Passage shown:
┌────────

Metamath Proof Explorer

Theorem gcdabs2

Description: gcd of the absolute value of the second operator. (Contributed by Scott Fenton, 2-Apr-2014) (Revised by Mario Carneiro, 19-Apr-2014)

Ref Expression
Assertion gcdabs2 ( ( 𝑁 ∈ ℤ ∧ 𝑀 ∈ ℤ ) → ( 𝑁 gcd ( abs ‘ 𝑀 ) ) = ( 𝑁 gcd 𝑀 ) )

Proof

Step Hyp Ref Expression
1 gcdabs1 ( ( 𝑀 ∈ ℤ ∧ 𝑁 ∈ ℤ ) → ( ( abs ‘ 𝑀 ) gcd 𝑁 ) = ( 𝑀 gcd 𝑁 ) )
2 1 ancoms ( ( 𝑁 ∈ ℤ ∧ 𝑀 ∈ ℤ ) → ( ( abs ‘ 𝑀 ) gcd 𝑁 ) = ( 𝑀 gcd 𝑁 ) )
3 zabscl ( 𝑀 ∈ ℤ → ( abs ‘ 𝑀 ) ∈ ℤ )

└────────

Problems and tasks:
• A. List every label in the Ref column of the proof steps on the gcdabs2 proof page.
• B. Continue the gcdabs2 proof page from its last step.

Supplied entries:
┌────────

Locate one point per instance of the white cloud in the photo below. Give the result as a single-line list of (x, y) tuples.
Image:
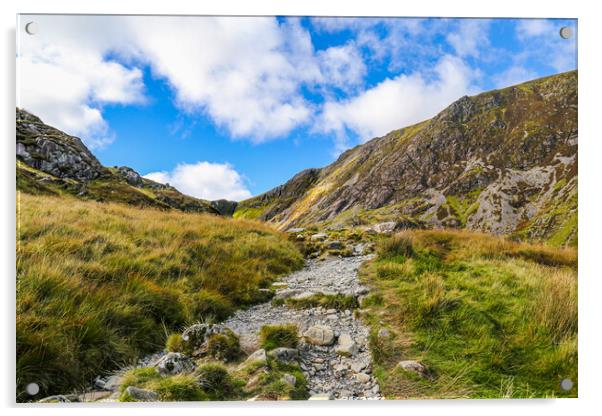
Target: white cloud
[(534, 27), (544, 45), (513, 75), (205, 180), (246, 74), (398, 102), (470, 38), (342, 66)]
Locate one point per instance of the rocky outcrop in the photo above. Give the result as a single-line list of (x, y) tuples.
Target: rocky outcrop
[(225, 207), (50, 161), (503, 162)]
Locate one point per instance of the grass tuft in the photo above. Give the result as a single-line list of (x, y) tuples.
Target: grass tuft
[(276, 336)]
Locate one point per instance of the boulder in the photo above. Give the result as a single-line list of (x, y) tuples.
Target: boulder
[(385, 227), (174, 363), (285, 355), (334, 245), (346, 346), (257, 356), (321, 396), (112, 383), (289, 379), (130, 175), (414, 367), (224, 207), (319, 335), (60, 398), (141, 395), (362, 377)]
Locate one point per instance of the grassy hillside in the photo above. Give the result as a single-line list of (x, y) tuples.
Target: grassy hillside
[(100, 283), (488, 317)]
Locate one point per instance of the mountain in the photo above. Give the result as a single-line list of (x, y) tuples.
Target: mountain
[(51, 162), (503, 162)]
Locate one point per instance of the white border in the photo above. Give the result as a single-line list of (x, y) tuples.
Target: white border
[(590, 288)]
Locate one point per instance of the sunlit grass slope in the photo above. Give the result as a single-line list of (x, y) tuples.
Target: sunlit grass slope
[(488, 317), (99, 283)]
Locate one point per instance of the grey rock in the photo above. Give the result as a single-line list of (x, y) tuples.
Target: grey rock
[(346, 346), (142, 395), (322, 396), (285, 355), (259, 355), (174, 363), (383, 333), (319, 237), (60, 398), (362, 377), (334, 245), (319, 335), (130, 175), (225, 207)]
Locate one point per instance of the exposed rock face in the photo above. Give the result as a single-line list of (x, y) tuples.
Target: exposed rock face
[(319, 335), (52, 162), (130, 175), (503, 162), (225, 207), (273, 202), (52, 151)]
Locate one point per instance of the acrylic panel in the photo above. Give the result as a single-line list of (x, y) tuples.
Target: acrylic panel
[(295, 208)]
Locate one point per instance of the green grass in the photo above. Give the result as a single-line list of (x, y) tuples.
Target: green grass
[(98, 284), (276, 336), (489, 317), (337, 301)]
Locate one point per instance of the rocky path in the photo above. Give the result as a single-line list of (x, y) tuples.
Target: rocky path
[(340, 368)]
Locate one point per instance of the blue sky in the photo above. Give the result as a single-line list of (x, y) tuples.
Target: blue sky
[(231, 107)]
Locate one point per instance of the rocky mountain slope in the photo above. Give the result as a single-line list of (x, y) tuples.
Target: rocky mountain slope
[(503, 162), (51, 162)]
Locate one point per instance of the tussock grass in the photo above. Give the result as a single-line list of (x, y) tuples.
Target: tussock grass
[(490, 317), (99, 284), (337, 301)]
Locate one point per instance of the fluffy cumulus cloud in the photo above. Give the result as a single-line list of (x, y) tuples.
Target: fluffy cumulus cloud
[(398, 102), (205, 180), (470, 37), (246, 74), (513, 75), (342, 66)]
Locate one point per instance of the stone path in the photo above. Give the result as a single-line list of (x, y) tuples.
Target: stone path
[(328, 374)]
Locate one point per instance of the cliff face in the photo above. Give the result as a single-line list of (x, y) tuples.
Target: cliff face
[(504, 162), (50, 161)]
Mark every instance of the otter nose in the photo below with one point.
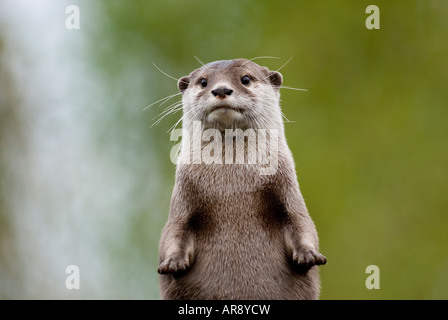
(221, 93)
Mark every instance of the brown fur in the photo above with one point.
(233, 233)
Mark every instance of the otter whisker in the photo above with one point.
(172, 109)
(163, 100)
(291, 88)
(203, 64)
(163, 72)
(260, 57)
(284, 64)
(178, 121)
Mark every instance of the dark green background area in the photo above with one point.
(369, 137)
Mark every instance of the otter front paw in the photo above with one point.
(306, 258)
(173, 265)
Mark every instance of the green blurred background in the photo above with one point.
(86, 180)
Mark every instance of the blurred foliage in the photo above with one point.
(369, 136)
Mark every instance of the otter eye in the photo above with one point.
(245, 80)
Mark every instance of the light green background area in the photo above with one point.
(86, 180)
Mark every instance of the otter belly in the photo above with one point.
(238, 258)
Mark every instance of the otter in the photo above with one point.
(235, 233)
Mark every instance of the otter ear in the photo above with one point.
(276, 79)
(183, 83)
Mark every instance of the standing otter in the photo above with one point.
(235, 232)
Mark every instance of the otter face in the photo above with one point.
(231, 94)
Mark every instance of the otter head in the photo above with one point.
(232, 94)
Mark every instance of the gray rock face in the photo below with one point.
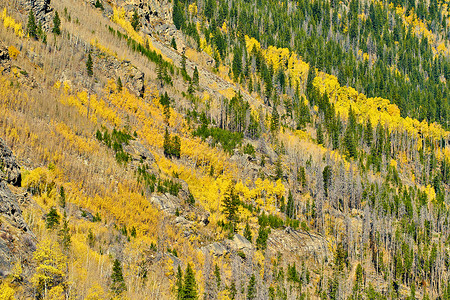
(9, 169)
(42, 10)
(17, 242)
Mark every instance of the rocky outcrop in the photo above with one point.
(9, 169)
(17, 242)
(42, 11)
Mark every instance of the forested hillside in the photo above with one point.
(224, 149)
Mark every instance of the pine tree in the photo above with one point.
(167, 145)
(319, 134)
(179, 283)
(278, 169)
(326, 174)
(31, 25)
(290, 209)
(251, 289)
(62, 197)
(189, 290)
(135, 23)
(275, 120)
(173, 43)
(64, 234)
(230, 208)
(56, 24)
(177, 14)
(119, 84)
(89, 66)
(118, 283)
(52, 218)
(195, 78)
(248, 232)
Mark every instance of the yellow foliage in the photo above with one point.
(51, 265)
(13, 52)
(9, 22)
(6, 292)
(193, 9)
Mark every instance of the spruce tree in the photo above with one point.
(173, 43)
(251, 289)
(189, 290)
(167, 145)
(290, 209)
(119, 84)
(31, 25)
(89, 66)
(118, 283)
(177, 14)
(52, 218)
(248, 232)
(56, 24)
(230, 208)
(179, 283)
(195, 78)
(135, 22)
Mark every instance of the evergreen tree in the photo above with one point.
(167, 145)
(251, 289)
(278, 169)
(31, 25)
(173, 43)
(179, 283)
(118, 283)
(64, 234)
(189, 290)
(89, 66)
(98, 4)
(290, 208)
(56, 24)
(326, 174)
(319, 134)
(135, 22)
(275, 120)
(230, 208)
(119, 84)
(52, 218)
(177, 14)
(248, 232)
(195, 78)
(62, 197)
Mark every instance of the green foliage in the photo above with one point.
(64, 234)
(261, 240)
(230, 208)
(119, 84)
(326, 175)
(177, 14)
(89, 66)
(56, 24)
(248, 232)
(118, 285)
(249, 149)
(98, 4)
(251, 288)
(52, 219)
(62, 197)
(173, 43)
(31, 25)
(172, 145)
(229, 140)
(189, 290)
(135, 22)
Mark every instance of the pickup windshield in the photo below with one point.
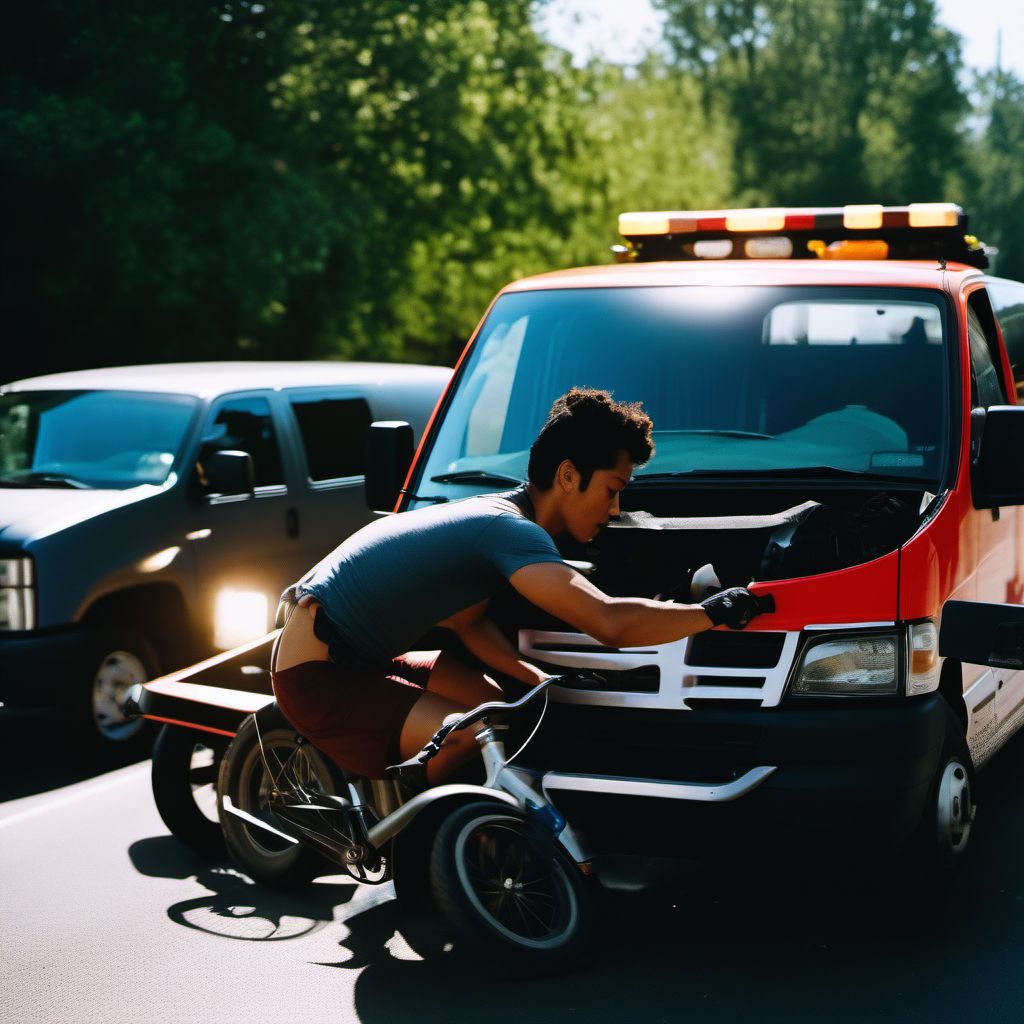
(737, 380)
(109, 439)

└────────

Answers for the exercise:
• A. gcdabs1, ancoms, zabscl

• B.
4 gcdcom ( ( 𝑁 ∈ ℤ ∧ ( abs ‘ 𝑀 ) ∈ ℤ ) → ( 𝑁 gcd ( abs ‘ 𝑀 ) ) = ( ( abs ‘ 𝑀 ) gcd 𝑁 ) )
5 3 4 sylan2 ( ( 𝑁 ∈ ℤ ∧ 𝑀 ∈ ℤ ) → ( 𝑁 gcd ( abs ‘ 𝑀 ) ) = ( ( abs ‘ 𝑀 ) gcd 𝑁 ) )
6 gcdcom ( ( 𝑁 ∈ ℤ ∧ 𝑀 ∈ ℤ ) → ( 𝑁 gcd 𝑀 ) = ( 𝑀 gcd 𝑁 ) )
7 2 5 6 3eqtr4d ( ( 𝑁 ∈ ℤ ∧ 𝑀 ∈ ℤ ) → ( 𝑁 gcd ( abs ‘ 𝑀 ) ) = ( 𝑁 gcd 𝑀 ) )